(Object pointing dataset rows)

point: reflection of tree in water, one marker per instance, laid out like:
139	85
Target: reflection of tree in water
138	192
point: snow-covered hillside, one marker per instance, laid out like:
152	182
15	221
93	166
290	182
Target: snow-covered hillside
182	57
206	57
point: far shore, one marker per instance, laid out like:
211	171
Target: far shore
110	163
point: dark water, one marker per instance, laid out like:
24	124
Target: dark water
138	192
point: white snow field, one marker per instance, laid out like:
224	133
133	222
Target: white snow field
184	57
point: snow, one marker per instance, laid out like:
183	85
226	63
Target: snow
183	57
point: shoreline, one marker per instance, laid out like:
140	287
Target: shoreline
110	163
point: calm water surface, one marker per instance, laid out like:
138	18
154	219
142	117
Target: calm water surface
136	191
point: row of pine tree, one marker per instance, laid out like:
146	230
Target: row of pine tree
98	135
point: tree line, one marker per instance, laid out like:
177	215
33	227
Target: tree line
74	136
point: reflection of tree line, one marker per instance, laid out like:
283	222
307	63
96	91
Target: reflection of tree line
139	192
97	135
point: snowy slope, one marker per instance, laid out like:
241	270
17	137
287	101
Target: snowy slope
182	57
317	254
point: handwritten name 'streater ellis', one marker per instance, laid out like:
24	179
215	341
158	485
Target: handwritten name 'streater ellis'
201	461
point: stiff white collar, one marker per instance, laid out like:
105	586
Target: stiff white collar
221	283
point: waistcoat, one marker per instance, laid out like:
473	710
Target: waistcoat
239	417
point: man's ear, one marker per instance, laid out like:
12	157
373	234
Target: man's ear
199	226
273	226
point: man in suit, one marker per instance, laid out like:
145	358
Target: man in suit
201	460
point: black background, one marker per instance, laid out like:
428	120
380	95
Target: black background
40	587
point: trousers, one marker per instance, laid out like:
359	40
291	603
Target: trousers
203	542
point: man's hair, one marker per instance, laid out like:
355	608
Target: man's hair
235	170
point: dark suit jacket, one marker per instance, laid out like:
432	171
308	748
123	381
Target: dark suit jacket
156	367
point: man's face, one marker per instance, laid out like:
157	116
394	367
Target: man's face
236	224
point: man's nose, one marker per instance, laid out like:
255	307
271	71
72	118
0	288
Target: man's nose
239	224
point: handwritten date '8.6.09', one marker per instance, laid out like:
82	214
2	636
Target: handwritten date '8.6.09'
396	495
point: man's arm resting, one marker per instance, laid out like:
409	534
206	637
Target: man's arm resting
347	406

What you should do:
From the line containing "point: calm water" through the final line of the listing above, retype every line exactly; leave out everything else.

Solution:
point: calm water surface, one marker per instance, laid out like:
138	18
154	219
142	117
Target: calm water surface
136	191
point: row of pine tree, one marker per instance, laid out like:
146	230
Target: row of pine tree
98	135
point: tree line, one marker per instance, laid out like:
177	215
33	227
Target: tree line
74	136
point: reflection of tree line, one marker per instance, laid out like:
283	222
307	63
96	91
Target: reflection of tree line
139	192
97	135
point: snowy slope, one marker per instance, laid out like:
241	270
17	137
287	101
Target: snowy slope
182	57
317	254
point: handwritten name 'streater ellis', one marker per instance, laid out like:
24	179
215	341
158	485
Target: handwritten name 'streater ellis'
201	461
point: stiff white collar, one marker per instance, laid out like:
105	586
Target: stiff white collar
221	283
point: waistcoat, one marker per instance, laid out like:
473	710
Target: waistcoat
239	417
point: man's ear, one marker per instance, laid out like:
12	157
373	234
Target: man's ear
199	226
273	226
point: man in suit, one marker per instance, laid out like:
145	358
Target: man in suit
201	460
point: black background, one marker per instance, laid out like:
428	120
380	95
Target: black background
40	587
point: trousers, one marker per instance, laid out like:
359	40
291	603
Target: trousers
203	542
point: man's hair, one marker per instance, laid out like:
355	608
Target: man's hair
235	170
point: dark suit jacket, one marker per instance, laid out like:
432	171
308	748
123	381
Target: dark suit jacket
156	367
point: man's face, one marker per instance, laid out like:
157	116
394	367
Target: man's face
236	224
point: man's nose, one marker per instance, laid out like:
255	307
271	71
72	118
0	288
Target: man's nose
239	224
point: handwritten date '8.6.09', one marker per instance, laid out like:
82	214
2	636
Target: handwritten date '8.6.09'
396	495
point: man's arm resting, one marker per instance, laid out like:
409	534
206	637
Target: man's arm resting
347	406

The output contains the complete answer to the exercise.